__TASK OBJECTIVE__: All of the records should be given back exactly and in full.

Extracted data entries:

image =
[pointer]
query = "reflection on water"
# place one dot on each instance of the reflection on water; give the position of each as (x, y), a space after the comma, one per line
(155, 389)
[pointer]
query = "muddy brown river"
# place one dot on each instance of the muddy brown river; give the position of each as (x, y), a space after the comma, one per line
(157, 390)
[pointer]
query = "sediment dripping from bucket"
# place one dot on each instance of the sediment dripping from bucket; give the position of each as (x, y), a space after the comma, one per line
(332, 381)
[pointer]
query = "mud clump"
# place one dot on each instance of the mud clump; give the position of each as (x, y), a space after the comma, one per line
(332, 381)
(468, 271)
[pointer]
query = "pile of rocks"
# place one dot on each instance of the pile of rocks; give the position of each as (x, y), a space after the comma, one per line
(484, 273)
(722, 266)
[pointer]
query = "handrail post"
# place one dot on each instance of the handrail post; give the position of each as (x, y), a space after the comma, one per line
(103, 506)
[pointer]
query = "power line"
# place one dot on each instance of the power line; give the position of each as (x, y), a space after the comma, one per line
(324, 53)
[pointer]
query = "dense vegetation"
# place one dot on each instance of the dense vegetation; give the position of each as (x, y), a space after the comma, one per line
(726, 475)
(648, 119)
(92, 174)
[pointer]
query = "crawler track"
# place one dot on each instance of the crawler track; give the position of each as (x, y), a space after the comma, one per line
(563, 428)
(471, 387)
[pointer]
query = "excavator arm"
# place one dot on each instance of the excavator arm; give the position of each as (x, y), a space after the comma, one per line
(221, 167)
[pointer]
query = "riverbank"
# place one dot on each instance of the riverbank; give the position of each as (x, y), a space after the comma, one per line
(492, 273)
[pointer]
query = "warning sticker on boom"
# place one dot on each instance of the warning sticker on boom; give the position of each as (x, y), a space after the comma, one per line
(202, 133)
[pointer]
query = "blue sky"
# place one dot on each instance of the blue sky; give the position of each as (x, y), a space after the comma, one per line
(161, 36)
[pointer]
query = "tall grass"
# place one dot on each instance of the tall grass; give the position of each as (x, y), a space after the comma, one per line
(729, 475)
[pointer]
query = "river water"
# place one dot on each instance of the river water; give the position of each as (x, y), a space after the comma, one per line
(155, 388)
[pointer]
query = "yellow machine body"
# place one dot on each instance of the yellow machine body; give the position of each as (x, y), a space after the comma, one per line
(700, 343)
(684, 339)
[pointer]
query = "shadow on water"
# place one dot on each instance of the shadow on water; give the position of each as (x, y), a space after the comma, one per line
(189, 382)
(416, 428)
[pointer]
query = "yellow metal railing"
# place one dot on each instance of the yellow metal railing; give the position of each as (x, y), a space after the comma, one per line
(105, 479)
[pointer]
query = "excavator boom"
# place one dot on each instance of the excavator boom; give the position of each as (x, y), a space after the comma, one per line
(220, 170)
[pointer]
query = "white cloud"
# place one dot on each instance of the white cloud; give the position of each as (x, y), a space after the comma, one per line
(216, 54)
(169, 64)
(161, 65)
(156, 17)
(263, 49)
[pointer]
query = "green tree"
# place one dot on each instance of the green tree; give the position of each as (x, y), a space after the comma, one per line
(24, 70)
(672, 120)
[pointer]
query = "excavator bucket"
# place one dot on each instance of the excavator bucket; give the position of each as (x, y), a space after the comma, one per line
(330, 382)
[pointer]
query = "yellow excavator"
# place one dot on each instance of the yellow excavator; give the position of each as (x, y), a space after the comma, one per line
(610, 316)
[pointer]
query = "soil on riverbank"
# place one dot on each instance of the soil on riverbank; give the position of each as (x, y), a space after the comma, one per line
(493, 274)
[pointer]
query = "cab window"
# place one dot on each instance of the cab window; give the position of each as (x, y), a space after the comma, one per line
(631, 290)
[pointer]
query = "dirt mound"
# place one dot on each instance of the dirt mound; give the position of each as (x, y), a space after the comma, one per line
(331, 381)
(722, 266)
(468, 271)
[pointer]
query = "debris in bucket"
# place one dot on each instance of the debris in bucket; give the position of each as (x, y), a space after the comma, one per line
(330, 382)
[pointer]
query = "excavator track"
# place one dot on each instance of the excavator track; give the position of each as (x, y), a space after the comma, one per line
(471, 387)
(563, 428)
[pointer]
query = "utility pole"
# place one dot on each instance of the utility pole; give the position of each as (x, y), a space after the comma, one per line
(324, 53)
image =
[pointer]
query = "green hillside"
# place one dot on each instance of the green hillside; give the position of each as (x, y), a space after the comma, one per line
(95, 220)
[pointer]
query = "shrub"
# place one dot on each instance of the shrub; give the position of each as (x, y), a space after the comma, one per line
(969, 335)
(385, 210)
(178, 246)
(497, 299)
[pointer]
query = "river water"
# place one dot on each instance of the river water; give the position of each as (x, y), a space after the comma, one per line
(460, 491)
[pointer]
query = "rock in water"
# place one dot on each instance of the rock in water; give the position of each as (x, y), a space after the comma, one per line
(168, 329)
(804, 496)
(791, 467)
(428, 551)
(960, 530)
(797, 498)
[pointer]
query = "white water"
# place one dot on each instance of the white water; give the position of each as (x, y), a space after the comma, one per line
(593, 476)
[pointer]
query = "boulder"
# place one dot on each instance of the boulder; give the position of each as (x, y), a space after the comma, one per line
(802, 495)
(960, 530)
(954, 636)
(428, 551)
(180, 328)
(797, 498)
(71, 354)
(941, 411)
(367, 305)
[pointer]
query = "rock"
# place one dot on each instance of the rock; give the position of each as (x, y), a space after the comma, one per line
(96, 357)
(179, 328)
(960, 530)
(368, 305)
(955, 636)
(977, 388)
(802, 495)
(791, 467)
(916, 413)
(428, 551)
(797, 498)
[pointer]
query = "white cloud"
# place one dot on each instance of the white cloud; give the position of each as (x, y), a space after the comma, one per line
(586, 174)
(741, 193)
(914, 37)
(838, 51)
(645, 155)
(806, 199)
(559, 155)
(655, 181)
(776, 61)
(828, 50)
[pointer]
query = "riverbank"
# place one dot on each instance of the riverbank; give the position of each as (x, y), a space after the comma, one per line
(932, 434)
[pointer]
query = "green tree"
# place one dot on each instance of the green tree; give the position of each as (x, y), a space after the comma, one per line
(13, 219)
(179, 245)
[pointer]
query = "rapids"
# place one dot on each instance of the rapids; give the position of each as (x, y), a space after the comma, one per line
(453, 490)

__ANSWER SPACE__:
image =
[pointer]
query = "reflection on water"
# place one dot on each instance of the reflection on water; give the position of each as (x, y), a space after the comma, one per line
(155, 389)
[pointer]
query = "muddy brown river"
# place one dot on each instance of the muddy brown river; give the position of each as (x, y), a space after the comma, one per line
(157, 390)
[pointer]
query = "sediment dripping from bucket"
# place one dot on each instance of the sediment dripping from bucket; give the position of each as (x, y), a space after the comma, one per line
(332, 381)
[pointer]
query = "mud clump"
# place one dot on each instance of the mud clump; give the position of each as (x, y), a space after the comma, one per line
(332, 381)
(468, 271)
[pointer]
query = "pile of rocks"
# place one dot on each instance of the pile of rocks; give the position of each as (x, y), a space after the comma, one per line
(484, 273)
(722, 266)
[pointer]
query = "handrail post"
# place one dot on each instance of the handrail post; give the position of each as (x, y), a space after the comma, one per line
(103, 506)
[pointer]
query = "power line"
# place one dot on each instance of the power line; give the position of each as (x, y), a space after the comma, one per line
(324, 53)
[pointer]
query = "dense vegetation"
# place one dot on each instance of the dense vegetation; give the position of each as (x, y), a space after the comma, one per line
(726, 475)
(648, 119)
(92, 174)
[pointer]
query = "crawler track"
# place one dot on each instance of the crawler track; give the position of each as (x, y), a space after the comma, one per line
(563, 428)
(471, 387)
[pointer]
query = "excavator arm"
# place one dot on each instance of the excavator arm; give the position of each as (x, y), a space after the comma, one per line
(221, 167)
[pointer]
query = "riverbank"
# place one dot on each instance of the riverbank; give the position of each as (x, y), a space after the comma, one per line
(492, 273)
[pointer]
query = "warning sticker on boom"
# place one dot on each instance of the warning sticker on boom; give the position of each as (x, y), a space after the comma, one per line
(202, 133)
[pointer]
query = "blue sky"
# place one dot on each instance of the blue sky; give the position of each as (x, y), a space after the comma, one per line
(161, 36)
[pointer]
query = "tall grass"
# place one dot on each instance of the tall grass; give the position of each as (x, y), a space after the comma, one per line
(729, 475)
[pointer]
query = "river water"
# place one dot on each instance of the river water; give the position of each as (x, y), a space after the comma, one per line
(155, 388)
[pointer]
query = "yellow machine body"
# place one dot on each instance of the yellow machine body; give the position of each as (x, y), a space after the comma, one per line
(700, 343)
(684, 339)
[pointer]
query = "shadow on water"
# place one dot on each instance of the shadow on water; give the position of each as (x, y), a space after the comma, one per line
(189, 382)
(416, 428)
[pointer]
query = "yellow metal railing"
# place one dot on each instance of the yellow metal railing; give the position of each as (x, y), a space after the comma, one per line
(105, 479)
[pointer]
query = "excavator boom"
# place one dot on each instance of the excavator boom; give the position of each as (x, y), a space after the comma, one per line
(220, 170)
[pointer]
query = "white cloud"
# place one dot on each instance of the white cloud; give the position of each as (x, y), a space after the comma, one per line
(216, 54)
(169, 64)
(161, 65)
(156, 17)
(263, 49)
[pointer]
query = "green tree"
# place one dot on each instance of the green tree; give the position of each as (x, y), a space after the comma, one per line
(24, 70)
(672, 120)
[pointer]
query = "excavator bucket"
# place one dot on each instance of the excavator bucket; give the position of each as (x, y), a space after the comma, one per line
(330, 382)
[pointer]
query = "yellow excavator"
# place one dot on each instance of the yellow excavator; give the position of each as (x, y), a space after the comma, one per line
(610, 316)
[pointer]
query = "soil on riverbank"
# place one dot on each instance of the soil on riverbank; give the position of each as (x, y), a space after the comma, one per line
(493, 274)
[pointer]
query = "cab window"
# place one dot on each instance of the cab window; give the position of each as (x, y), a space after the comma, one per line
(631, 290)
[pointer]
query = "dirt mound"
# place one dot on each instance of the dirt mound; give the position of each as (x, y), a space after the comma, one per line
(331, 381)
(722, 266)
(468, 271)
[pointer]
query = "debris in bucket"
# place one dot on each instance of the debris in bucket; give the position of each as (x, y), a space after the comma, one per line
(330, 382)
[pointer]
query = "excavator track"
# place one dot on each instance of the excavator track; give the position of each as (x, y), a space after the comma, one per line
(471, 387)
(563, 428)
[pointer]
query = "utility pole"
# place one dot on each instance of the utility pole; give the position of each as (x, y), a space after the comma, one per line
(324, 53)
image =
[pointer]
query = "green hillside"
# place one dot on each instance of the green hillside; give the position of each as (x, y), a space after the comma, one per line
(95, 220)
[pointer]
query = "shrub"
# place one dot on each instance of the shrub; give the position of each as (x, y), a space after the comma, one per line
(969, 335)
(385, 210)
(178, 246)
(497, 299)
[pointer]
query = "river water"
# place one dot on each instance of the river water; give the position of each as (x, y), a space after the comma, one per line
(460, 491)
[pointer]
query = "rock in water"
# place one dot on each instance of the rock in water; give the position of each as (x, y), a space after the comma, one per line
(168, 329)
(804, 496)
(791, 467)
(428, 551)
(960, 530)
(797, 498)
[pointer]
query = "white water"
# place one dot on each instance of the white water; give the position of each as (x, y), a space after the comma, one per line
(593, 476)
[pointer]
query = "boulder"
# place one dot on each instance of the boulder; give the position of each as (x, y), a space after the comma, one per line
(802, 495)
(960, 530)
(954, 636)
(428, 551)
(180, 328)
(797, 498)
(71, 354)
(941, 411)
(367, 305)
[pointer]
query = "rock"
# place one dot on each instance of the rock; give the position of each as (x, y), a space after the comma, one per line
(96, 357)
(179, 328)
(960, 530)
(368, 305)
(955, 636)
(977, 388)
(802, 495)
(791, 467)
(916, 413)
(428, 551)
(797, 498)
[pointer]
query = "white cloud"
# place one dot on each instance of the white cloud; give the position of each as (x, y), a space after the comma, one per line
(586, 174)
(741, 193)
(914, 37)
(838, 51)
(645, 155)
(806, 199)
(559, 155)
(655, 181)
(776, 61)
(828, 50)
[pointer]
query = "riverbank"
# place one dot on each instance of the riverbank; give the position of each as (x, y), a space after the comma, one per line
(932, 434)
[pointer]
query = "green tree"
# place one dot on each instance of the green tree; give the position of each as (x, y), a space after the comma, one per line
(13, 219)
(179, 245)
[pointer]
query = "rapids"
# place one dot on each instance of the rapids; give the position of each as (x, y), a space after the comma, one per line
(453, 490)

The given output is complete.